◆ TEXT:
* begin *
HIGHLAND PARK, Ill. — The man accused of killing seven people at a Fourth of July parade confessed in detail to the shooting — and revealed that he had considered a second attack, authorities said Wednesday.
Robert “Bobby” E. Crimo III, 21, has been charged with seven counts of first-degree murder, and will likely face many more counts stemming from the dozens wounded and injured during Monday's carnage in this upscale Chicago suburb.
"He went into details about what he had done. He admitted to what he had done," Lake County State’s Attorney Eric Rinehart told reporters outside of the county courthouse. "We don't want to speculate on motives right now."
Crimo made the confession in a voluntary statement after being reminded of his right to remain silent, officials said.
After fleeing Highland Park, Crimo ended up in Madison, Wisconsin, and came upon a Fourth of July event there, said Chris Covelli, a spokesman for the Lake County Major Crime Task Force.
He briefly thought about unleashing an attack in that city as well, according to the official.
“We don’t have information to suggest that he planned on driving to Madison, initially, to commit another attack,” Covelli said. “We do believe that he was driving around (after) the first attack and saw the celebration.”
Covelli didn't say what particular event Crimo considered attacking. There were a number of festivals and fireworks shows happening in and around the famed college town Monday.
The defendant dropped his cellphone in Middleton, just outside Madison, and it's been recovered, authorities said.
Asked what might have stopped him from attacking Madison, Covelli said, “Indications are that he hadn't put enough thought or research into that.”
The FBI asked Madison police to assemble their SWAT unit at about 5 p.m. Monday, believing Crimo could be nearby, city police chief Shon Barnes said.
Crimo was taken into custody at about 6:30 p.m. in North Chicago, Illinois, and Madison SWAT was never deployed.
* end *
◆ AIM A: Give the lines of the listing, from its first line up to and including the line with "x=146, y=106", as a JSON list of strings, one string per line, with blank lines omitted. Leave the pictures out.
The Highland Park shooting article and the listing come from separate sources.

[Coordinate annotation listing]
* begin *
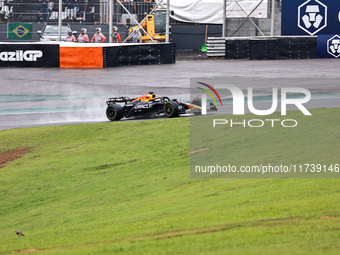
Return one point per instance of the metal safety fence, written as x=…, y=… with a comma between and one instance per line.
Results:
x=125, y=12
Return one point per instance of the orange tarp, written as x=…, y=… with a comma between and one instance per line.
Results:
x=83, y=57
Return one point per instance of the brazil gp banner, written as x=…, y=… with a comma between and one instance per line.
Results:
x=310, y=17
x=19, y=31
x=29, y=55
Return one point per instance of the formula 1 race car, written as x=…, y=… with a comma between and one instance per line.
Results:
x=146, y=106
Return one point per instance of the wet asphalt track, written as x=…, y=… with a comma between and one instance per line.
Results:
x=32, y=97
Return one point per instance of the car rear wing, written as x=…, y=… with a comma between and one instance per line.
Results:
x=113, y=100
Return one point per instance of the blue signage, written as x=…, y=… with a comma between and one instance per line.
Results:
x=328, y=46
x=310, y=17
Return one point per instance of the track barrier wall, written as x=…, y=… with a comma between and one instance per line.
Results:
x=29, y=55
x=73, y=55
x=272, y=48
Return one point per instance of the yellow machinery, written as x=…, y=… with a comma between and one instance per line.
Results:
x=154, y=24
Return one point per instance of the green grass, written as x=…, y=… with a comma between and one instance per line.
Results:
x=125, y=187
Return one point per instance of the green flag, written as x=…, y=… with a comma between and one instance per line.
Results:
x=19, y=31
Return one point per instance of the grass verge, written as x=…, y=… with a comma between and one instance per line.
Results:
* end *
◆ AIM B: Carry the Highland Park shooting article further, starting after its last sentence.

◆ EXERCISE RESULT A:
[
  "Return one point per instance of the metal safety fence, written as x=…, y=… with a comma between and one instance per line.",
  "Results:",
  "x=125, y=12",
  "Return one point per instance of the orange tarp, written as x=…, y=… with a comma between and one instance per line.",
  "Results:",
  "x=83, y=57",
  "Return one point per instance of the brazil gp banner, written as x=…, y=… with a comma between and one instance per line.",
  "Results:",
  "x=310, y=17",
  "x=19, y=31",
  "x=29, y=55",
  "Return one point per instance of the formula 1 race car, written as x=…, y=… with a comma between and one instance per line.",
  "Results:",
  "x=146, y=106"
]

◆ EXERCISE RESULT B:
"We will never know for certain what stopped him but I am thankful that no innocent lives were taken from our city," Barnes told reporters in Madison.
City police are cooperating with the FBI, looking for surveillance cameras that could piece together a timeline of Crimo's movements in Madison.
At this point it's completely unknown, as Barnes added: "We were not aware of his intentions in the city (of Madison) until this morning."
Madison Mayor Satya Rhodes-Conway said the near-miss of an attack on her city further shows how every American is being threatened by mass shootings.
"This is a very scary event for people and it cuts a little close to home. Thank goodness he didn't do anything here in Madison," the mayor said.
"But it could have happened, and frankly, right now we know that something like this could happen in any community in the United States of America — and does happen on a weekly basis. So yes, people should be aware, they should be afraid that mass shootings can happen in our community.”
Records showed Crimo purchased four weapons in 2020, the AR-15-style weapon used in Monday’s attack, a Kel-Tec sub-2000, a Remington 700 rifle and a shotgun, according to Covelli. Then in 2021, Crimo bought a Glock 43x pistol, the official said.
Crimo had that Kel-Tec weapon with him during that trip to Madison on Monday, according to Covelli.
While investigators are still seeking to pinpoint a motive, police said Crimo was interested in the number 47, which is tattooed on his face.
While authorities don't know why that is the case, his digital footprint offers some insight.
In the video game “Hitman,” the main character’s name is Agent 47, and clips have emerged of Crimo playing that game. And in some gang nomenclature, "47" has been used to describe the AK-47 assault rifle.
“He had some type of affinity toward the number 4 and 7 and inverse was 7 and 4,” in possible reference to July Fourth, Covelli said.
A judge ordered Crimo held without bail Wednesday.
The judge was told that Crimo emptied two clips with 30 rounds each and had loaded a third before the shooting stopped, Rinehart said.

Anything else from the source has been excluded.